**Extrait du texte**

________________________________________

L'écriture est d'oralité. Un corps à corps avec le périple osé et risqué. Fillettes dévorées de l'autre côté d'une frontière mentale. La ligne de démarcation qui referme ses griffes sur les proies devenues. Sophia du mauvais côté, à portée du regard de sa mère qui viendra, en rythme pavlovien, quêter son regard, son ombre furtive jusqu'au jour où les barbelés reculeront encore.
Heureux soit ton nom, d'Histoire et de vérité. Les douleurs infinies sont des rides et des morsures, des pierres brûlées par le soleil qui ne reconnaît plus les siens. Un peuple broyé dont les résistances sont loyales et salvatrices. La jeunesse prise en tenailles sous la folie des hommes. Notre vulnérabilité est touchée en plein cœur face au mal qui survient subrepticement et en silence. Ce peuple entre deux rives, l'Épire étau, et bien au-delà, les déchirures des familles écartelées entre deux collines.
« - On regardait la télé en cachette vu que c'était interdit. Les Albanais blanchissaient leurs réalités à eux et disaient tout le mal possible de la Grèce. »
1990, Tout semble fusion, désir et exil. Toucher une seule fois du bout du doigt la terre-mère assassinée à coups de haine et de paroles faussées.
« Ils nous disaient qu'on était entourés d'ennemis, que la Grèce était la pire. » Heureux soit ton nom, litanie, Shpejtim regarde en arrière. La fragilité de l'étrange (ère), l'ubuesque des préjugés à fleur de peau. « Y a quoi derrière la Mourgana ? Tout ce qu'on voulait, c'était foutre le camp en Grèce. Pour ça il fallait qu'on soit nombreux. Ils flingueraient cinq – six d'entre nous, mais le reste de la bande leur couperait la gorge. »
Le voyage sans retour est périlleux. Qu'importe les souffrances, les trahisons, les pierres jetées en pleine tête dans cette file d'une jeunesse qui ne craint plus l'oppresseur. On ressent un malaise tant il y a peu, tant il y a encore, et maintenant encore en Europe.
« Ayez pas peur, pauv' diables, vous êtes en territoire grec ! Ça nous a ressuscité. »
Heureux soit ton nom est un symbole fort. Le livre n'est plus. Tant le miracle de l'autre est exaucé. Ici, entre la narration à l'instar d'une langue dans sa plus belle intimité, les protagonistes qui cèdent la place à leurs frères et sœurs, mères et pères, le récit est un champ d'oliviers battu par les vents. Sotiris Dimitriou excelle de lumière. Ce livre est le battement même de son cœur.
Poignant, ce livre accroche ses bras autour de votre cou, salutaire, inoubliable . Une chance éditoriale infinie et compatissante. Traduit du grec avec brio et justesse par Marie-Cécile Fauvin. Une première de couverture à prendre soin. Heureux soit ton nom, la plus belle et théologale phrase du monde. Je vous le dis : ce livre est une merveille !
Le roman est sélectionné dans le cadre du Prix de la Porte dorée 2023.

________________________________________

Entrées extraites d'une collection:
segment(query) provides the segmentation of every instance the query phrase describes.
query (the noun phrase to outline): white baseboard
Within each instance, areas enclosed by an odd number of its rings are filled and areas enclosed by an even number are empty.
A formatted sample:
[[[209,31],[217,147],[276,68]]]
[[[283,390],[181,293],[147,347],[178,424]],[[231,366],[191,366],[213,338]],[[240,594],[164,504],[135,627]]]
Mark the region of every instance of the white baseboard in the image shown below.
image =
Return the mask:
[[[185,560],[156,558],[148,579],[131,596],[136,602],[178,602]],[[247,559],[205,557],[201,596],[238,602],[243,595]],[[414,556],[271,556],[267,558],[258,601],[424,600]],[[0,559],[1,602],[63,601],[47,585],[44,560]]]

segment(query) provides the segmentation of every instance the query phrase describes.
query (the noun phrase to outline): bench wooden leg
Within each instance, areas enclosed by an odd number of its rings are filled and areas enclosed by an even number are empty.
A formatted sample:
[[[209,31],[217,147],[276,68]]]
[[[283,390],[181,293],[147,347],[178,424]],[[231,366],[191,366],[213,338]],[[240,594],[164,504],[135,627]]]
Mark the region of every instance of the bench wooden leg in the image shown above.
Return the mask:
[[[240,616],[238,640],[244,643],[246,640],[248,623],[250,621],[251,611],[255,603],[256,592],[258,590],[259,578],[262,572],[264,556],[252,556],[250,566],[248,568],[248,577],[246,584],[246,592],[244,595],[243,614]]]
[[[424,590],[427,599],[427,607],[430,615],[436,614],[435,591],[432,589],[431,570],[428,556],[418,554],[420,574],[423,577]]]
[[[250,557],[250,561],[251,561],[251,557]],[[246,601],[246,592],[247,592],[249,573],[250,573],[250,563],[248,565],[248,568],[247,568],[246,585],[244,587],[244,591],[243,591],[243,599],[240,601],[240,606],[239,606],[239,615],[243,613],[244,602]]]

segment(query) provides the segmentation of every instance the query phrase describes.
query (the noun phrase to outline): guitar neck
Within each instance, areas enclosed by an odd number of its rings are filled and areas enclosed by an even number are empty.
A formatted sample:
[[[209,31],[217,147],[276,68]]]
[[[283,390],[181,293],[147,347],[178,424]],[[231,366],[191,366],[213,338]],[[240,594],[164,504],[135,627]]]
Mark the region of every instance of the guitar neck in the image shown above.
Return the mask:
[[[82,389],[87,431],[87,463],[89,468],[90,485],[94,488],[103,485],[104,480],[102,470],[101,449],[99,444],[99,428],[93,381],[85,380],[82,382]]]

________________________________________

**Questions et tâches**
• 1. D'après l'extrait, qui a traduit le livre du grec ?
• 2. Selon l'extrait, pourquoi regardait-on la télévision en cachette ? Expliquez-le en une à trois phrases.
• 3. Remplacez « peuple » par « pays » dans le passage de l'extrait compris entre « L'écriture est d'oralité. » et « entre deux collines. », inclus, puis recopiez ce passage.

**Corrigé des tâches**
• 1. Marie-Cécile Fauvin.

• 2. On regardait la télévision en cachette parce que c'était interdit.

• 3.
L'écriture est d'oralité. Un corps à corps avec le périple osé et risqué. Fillettes dévorées de l'autre côté d'une frontière mentale. La ligne de démarcation qui referme ses griffes sur les proies devenues. Sophia du mauvais côté, à portée du regard de sa mère qui viendra, en rythme pavlovien, quêter son regard, son ombre furtive jusqu'au jour où les barbelés reculeront encore.
Heureux soit ton nom, d'Histoire et de vérité. Les douleurs infinies sont des rides et des morsures, des pierres brûlées par le soleil qui ne reconnaît plus les siens. Un pays broyé dont les résistances sont loyales et salvatrices. La jeunesse prise en tenailles sous la folie des hommes. Notre vulnérabilité est touchée en plein cœur face au mal qui survient subrepticement et en silence. Ce pays entre deux rives, l'Épire étau, et bien au-delà, les déchirures des familles écartelées entre deux collines.